Pull out every line of the listing below that contains the string "bowl", treating uppercase and lowercase as different.

INPUT RECORDS:
-- start --

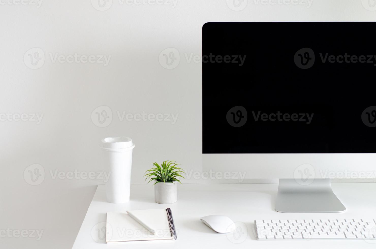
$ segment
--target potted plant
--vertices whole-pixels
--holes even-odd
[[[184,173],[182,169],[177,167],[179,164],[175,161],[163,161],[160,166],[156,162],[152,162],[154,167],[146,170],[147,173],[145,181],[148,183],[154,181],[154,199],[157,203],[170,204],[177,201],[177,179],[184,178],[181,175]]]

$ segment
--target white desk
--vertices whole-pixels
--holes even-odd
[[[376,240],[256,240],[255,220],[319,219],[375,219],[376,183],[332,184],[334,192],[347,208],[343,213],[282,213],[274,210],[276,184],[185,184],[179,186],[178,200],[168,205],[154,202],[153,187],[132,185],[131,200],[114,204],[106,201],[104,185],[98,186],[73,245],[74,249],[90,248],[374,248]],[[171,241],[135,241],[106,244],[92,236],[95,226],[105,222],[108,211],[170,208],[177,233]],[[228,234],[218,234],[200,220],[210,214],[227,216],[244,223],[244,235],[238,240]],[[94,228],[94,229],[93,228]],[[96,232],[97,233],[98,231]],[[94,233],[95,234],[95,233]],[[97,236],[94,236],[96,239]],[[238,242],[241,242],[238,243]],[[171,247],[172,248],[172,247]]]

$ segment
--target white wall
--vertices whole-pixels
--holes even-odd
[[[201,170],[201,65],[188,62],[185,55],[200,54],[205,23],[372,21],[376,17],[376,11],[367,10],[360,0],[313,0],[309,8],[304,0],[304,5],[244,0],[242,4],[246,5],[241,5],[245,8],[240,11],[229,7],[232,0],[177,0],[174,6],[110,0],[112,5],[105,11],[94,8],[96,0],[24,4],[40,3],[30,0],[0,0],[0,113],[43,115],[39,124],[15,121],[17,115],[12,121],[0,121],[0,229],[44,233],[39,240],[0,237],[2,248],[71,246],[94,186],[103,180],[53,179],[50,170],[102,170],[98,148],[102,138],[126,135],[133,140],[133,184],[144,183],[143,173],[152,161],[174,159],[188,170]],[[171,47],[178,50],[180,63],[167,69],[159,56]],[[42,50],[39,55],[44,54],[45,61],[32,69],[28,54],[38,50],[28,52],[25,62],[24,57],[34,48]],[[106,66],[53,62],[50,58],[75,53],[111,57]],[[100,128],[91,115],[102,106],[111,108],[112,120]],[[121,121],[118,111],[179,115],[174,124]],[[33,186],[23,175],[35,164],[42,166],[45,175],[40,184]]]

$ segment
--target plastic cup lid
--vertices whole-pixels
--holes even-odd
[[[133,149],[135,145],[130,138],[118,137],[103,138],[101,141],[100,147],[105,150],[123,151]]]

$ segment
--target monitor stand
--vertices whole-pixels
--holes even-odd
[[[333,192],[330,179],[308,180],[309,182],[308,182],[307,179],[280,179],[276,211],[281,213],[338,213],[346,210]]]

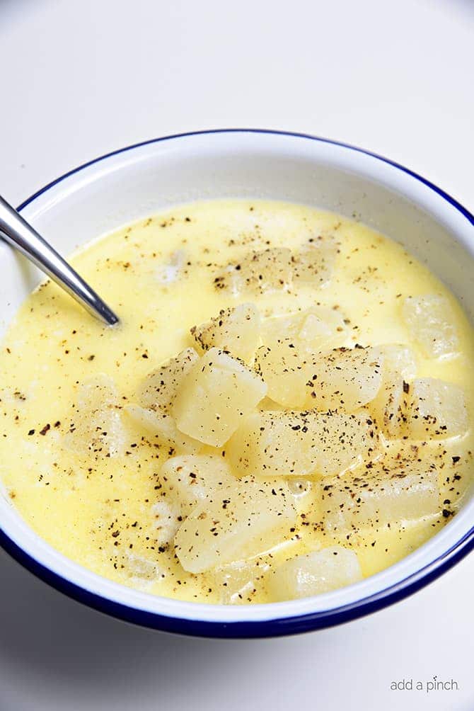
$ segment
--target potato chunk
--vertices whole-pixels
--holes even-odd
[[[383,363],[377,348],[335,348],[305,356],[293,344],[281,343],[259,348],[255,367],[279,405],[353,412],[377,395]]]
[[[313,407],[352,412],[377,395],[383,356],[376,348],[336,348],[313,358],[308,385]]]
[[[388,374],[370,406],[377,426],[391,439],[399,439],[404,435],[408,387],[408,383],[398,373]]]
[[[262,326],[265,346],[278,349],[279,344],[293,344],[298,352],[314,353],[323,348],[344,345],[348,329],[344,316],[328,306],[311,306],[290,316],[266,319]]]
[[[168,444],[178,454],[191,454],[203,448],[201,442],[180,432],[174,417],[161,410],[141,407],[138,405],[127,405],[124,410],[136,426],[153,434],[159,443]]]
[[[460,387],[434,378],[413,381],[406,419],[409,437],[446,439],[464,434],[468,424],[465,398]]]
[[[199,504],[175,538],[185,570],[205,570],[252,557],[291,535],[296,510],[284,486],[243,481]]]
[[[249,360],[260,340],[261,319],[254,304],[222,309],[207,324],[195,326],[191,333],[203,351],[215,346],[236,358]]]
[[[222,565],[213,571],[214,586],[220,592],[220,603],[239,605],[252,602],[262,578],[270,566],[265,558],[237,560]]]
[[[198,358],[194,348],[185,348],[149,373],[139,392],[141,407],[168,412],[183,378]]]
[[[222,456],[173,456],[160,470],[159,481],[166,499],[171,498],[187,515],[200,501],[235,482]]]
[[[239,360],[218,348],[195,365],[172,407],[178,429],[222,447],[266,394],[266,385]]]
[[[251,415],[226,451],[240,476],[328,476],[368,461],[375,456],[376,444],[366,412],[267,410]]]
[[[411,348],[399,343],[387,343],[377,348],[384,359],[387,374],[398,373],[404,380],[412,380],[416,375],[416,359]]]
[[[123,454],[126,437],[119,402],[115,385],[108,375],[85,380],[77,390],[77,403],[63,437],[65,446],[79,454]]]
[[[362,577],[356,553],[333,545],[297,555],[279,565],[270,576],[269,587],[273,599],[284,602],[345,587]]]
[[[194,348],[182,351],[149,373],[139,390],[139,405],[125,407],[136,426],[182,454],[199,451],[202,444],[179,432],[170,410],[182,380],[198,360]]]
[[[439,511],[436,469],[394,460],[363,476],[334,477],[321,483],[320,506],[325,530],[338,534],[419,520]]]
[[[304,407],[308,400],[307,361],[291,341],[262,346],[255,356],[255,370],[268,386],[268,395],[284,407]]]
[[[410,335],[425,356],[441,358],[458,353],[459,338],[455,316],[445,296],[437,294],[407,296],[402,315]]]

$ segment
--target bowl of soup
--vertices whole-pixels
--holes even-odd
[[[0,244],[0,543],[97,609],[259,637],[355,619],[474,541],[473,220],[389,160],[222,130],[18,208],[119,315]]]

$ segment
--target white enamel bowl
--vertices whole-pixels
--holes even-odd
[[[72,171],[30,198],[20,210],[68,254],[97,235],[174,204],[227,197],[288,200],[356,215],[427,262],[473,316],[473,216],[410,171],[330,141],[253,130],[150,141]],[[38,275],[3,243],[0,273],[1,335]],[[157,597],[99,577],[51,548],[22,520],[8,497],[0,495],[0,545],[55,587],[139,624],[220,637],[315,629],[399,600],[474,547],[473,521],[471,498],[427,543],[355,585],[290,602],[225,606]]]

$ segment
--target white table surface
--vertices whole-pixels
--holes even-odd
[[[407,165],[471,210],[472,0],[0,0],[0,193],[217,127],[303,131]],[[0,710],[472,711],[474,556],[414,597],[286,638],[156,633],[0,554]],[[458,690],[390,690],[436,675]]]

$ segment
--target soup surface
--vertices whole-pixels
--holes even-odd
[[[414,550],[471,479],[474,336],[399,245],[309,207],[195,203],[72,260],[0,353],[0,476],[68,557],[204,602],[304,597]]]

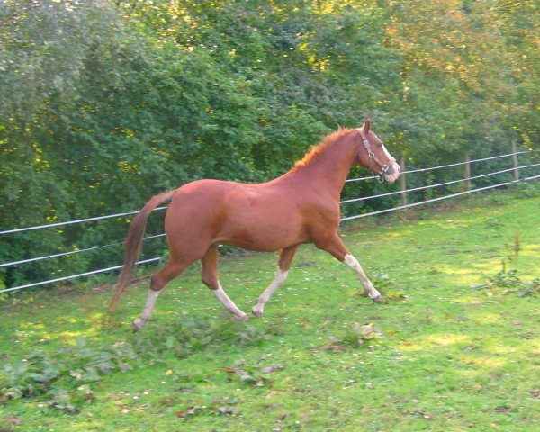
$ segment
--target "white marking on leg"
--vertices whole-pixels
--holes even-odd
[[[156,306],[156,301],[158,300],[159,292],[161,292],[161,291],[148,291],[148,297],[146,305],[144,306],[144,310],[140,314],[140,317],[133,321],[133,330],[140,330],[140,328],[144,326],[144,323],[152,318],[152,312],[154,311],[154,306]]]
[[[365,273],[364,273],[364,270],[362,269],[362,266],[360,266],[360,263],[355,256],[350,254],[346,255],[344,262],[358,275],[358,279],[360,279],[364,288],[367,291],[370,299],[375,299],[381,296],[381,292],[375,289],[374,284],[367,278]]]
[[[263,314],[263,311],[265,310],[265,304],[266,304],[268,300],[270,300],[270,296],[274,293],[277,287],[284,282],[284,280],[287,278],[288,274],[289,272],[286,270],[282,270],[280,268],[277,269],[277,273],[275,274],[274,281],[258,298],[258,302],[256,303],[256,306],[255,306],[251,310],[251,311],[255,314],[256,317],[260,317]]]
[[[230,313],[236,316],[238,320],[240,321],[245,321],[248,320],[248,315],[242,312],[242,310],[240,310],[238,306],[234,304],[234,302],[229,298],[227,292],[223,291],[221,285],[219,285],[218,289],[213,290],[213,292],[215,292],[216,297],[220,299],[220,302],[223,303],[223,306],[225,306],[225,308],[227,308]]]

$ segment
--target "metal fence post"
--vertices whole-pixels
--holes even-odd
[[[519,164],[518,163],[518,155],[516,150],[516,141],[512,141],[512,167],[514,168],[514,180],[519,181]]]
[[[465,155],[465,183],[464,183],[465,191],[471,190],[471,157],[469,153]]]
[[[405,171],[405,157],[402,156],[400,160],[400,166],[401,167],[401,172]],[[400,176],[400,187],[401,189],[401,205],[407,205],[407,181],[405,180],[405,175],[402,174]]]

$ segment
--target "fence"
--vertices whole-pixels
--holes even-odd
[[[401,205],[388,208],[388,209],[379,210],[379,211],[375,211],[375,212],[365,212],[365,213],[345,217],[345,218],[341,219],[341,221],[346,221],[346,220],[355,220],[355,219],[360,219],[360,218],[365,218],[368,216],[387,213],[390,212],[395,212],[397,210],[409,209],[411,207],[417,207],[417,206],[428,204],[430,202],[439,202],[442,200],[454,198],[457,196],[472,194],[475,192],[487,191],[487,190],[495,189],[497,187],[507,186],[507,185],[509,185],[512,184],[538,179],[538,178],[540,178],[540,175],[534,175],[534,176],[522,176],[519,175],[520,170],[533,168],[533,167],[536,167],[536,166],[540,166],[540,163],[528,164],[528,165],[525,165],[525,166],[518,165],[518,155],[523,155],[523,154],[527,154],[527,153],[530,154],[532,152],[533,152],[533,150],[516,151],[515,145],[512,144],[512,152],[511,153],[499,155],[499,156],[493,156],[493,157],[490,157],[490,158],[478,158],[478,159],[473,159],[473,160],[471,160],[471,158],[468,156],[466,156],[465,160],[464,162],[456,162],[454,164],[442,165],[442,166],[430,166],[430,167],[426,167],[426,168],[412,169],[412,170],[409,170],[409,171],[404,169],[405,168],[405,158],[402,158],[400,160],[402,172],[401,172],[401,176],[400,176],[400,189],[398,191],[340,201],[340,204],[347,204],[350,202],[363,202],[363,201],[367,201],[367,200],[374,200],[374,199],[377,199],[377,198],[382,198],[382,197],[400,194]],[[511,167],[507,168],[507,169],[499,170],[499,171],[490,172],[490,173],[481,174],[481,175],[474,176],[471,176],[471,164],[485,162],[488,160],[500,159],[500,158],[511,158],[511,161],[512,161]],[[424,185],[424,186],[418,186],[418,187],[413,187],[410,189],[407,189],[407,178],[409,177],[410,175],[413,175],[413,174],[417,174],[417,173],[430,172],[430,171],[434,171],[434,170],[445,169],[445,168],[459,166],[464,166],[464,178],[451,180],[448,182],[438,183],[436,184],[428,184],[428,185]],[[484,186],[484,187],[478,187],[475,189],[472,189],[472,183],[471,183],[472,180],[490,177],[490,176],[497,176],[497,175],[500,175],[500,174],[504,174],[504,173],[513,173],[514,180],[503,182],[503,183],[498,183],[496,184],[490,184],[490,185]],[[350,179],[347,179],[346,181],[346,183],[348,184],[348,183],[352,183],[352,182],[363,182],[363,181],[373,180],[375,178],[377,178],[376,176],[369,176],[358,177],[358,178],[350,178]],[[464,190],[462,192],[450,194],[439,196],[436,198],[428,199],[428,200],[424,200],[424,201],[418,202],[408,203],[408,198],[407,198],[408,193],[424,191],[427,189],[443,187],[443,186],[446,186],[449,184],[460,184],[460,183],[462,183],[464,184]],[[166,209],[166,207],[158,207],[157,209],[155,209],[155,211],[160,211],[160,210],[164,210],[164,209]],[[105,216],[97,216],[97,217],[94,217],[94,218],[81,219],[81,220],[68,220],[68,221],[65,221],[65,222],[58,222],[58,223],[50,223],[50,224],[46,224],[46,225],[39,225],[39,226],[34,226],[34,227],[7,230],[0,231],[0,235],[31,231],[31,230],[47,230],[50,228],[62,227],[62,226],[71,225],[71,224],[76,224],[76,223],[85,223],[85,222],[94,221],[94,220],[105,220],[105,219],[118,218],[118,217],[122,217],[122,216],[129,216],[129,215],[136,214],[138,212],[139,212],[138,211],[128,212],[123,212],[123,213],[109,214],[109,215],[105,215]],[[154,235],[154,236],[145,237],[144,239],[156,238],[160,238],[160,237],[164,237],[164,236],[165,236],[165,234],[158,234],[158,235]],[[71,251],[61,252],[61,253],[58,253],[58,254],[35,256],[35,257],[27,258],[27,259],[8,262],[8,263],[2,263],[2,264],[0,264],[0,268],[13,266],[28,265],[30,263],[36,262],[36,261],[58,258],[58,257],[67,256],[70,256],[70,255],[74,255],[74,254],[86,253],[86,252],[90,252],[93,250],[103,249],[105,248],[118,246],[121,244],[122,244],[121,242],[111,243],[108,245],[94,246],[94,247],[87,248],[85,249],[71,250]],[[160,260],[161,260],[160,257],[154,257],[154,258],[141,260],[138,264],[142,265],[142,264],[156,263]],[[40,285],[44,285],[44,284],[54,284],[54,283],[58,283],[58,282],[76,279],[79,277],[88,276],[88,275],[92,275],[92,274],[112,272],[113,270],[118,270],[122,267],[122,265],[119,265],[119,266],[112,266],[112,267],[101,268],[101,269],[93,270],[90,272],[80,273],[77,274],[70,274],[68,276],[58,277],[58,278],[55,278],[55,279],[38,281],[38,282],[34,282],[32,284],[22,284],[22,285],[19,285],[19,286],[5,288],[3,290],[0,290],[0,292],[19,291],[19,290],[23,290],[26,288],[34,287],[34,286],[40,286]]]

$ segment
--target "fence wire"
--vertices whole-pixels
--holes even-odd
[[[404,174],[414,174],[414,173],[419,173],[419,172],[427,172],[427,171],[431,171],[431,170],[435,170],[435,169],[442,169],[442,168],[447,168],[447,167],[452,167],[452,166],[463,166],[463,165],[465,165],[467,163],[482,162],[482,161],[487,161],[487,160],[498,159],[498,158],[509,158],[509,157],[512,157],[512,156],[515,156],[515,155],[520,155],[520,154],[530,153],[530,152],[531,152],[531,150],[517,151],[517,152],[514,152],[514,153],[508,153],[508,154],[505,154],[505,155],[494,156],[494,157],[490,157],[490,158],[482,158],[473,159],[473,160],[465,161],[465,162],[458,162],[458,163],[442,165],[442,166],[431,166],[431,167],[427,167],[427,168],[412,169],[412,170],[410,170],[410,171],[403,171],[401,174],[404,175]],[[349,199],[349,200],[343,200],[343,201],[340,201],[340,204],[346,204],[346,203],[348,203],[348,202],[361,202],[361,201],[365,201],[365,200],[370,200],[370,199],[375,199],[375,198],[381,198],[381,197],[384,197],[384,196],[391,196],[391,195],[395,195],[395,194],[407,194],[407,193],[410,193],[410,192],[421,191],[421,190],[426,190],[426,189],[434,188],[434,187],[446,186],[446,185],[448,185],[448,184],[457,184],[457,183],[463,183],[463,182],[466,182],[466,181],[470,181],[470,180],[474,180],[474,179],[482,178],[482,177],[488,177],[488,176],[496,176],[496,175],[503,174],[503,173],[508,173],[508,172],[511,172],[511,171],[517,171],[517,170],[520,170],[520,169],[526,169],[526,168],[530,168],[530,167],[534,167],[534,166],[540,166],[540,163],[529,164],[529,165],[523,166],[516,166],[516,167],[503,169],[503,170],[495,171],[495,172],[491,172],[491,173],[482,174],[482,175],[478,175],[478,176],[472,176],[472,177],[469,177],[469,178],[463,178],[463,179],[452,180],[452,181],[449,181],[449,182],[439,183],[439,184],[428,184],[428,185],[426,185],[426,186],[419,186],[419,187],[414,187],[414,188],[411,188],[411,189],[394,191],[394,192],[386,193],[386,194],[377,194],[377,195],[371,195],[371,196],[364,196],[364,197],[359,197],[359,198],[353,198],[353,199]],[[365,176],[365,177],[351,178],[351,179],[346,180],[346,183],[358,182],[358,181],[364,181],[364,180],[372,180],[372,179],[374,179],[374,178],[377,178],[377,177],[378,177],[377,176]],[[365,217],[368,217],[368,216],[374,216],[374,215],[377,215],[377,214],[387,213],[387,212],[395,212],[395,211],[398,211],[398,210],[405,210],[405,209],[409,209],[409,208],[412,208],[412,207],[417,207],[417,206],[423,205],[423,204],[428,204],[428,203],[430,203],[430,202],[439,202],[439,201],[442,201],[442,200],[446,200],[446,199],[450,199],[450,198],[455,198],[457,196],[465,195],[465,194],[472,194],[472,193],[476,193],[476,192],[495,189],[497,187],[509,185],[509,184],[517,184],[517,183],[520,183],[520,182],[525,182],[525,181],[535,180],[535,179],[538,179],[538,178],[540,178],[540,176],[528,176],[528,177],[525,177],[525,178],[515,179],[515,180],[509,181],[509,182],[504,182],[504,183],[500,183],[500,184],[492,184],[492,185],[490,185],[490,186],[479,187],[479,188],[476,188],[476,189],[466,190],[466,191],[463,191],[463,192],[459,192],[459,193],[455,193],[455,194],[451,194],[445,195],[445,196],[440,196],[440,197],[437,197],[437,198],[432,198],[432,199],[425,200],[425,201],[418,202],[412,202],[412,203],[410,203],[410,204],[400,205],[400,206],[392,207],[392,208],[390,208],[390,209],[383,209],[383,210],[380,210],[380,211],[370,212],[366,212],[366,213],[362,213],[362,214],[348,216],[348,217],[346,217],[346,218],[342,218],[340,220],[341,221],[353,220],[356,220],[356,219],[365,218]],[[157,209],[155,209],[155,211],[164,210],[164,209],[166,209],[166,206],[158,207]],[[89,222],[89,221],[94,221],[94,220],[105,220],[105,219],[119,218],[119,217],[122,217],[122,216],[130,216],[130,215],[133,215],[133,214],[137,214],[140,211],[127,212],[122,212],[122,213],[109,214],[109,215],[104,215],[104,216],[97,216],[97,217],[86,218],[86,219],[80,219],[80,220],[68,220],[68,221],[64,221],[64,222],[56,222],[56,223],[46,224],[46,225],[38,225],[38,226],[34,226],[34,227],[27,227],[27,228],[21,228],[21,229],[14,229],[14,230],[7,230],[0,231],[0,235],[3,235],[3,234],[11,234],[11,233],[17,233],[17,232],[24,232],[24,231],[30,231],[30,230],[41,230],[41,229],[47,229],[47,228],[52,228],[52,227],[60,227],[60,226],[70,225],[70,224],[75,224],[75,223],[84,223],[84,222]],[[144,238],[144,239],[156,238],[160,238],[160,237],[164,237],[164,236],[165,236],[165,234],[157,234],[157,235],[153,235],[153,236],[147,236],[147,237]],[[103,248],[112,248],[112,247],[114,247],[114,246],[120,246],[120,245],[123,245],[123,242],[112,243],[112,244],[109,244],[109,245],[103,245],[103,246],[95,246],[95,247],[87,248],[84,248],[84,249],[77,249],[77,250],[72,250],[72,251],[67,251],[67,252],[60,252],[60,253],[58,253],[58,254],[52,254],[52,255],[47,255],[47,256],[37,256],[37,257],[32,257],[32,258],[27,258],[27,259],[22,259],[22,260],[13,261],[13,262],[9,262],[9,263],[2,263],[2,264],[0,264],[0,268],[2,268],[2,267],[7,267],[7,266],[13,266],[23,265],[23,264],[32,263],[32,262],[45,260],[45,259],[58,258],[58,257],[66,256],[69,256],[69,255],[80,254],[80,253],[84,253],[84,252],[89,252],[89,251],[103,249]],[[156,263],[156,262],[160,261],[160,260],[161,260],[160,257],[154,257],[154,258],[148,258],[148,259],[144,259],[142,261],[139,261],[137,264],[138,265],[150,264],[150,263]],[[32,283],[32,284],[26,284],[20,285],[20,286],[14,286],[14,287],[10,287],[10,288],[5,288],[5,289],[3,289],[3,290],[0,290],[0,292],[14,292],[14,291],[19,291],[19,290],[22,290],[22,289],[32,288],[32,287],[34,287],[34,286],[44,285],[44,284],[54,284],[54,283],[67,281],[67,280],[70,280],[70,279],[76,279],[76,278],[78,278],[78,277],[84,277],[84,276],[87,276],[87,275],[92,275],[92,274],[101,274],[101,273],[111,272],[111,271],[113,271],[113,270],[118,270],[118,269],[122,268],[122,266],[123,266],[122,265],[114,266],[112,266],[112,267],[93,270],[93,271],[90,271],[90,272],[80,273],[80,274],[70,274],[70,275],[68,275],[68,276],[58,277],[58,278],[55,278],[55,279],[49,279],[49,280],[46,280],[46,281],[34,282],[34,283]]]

-- end --

PROBLEM SOLUTION:
--target bowl of soup
--target white enamel bowl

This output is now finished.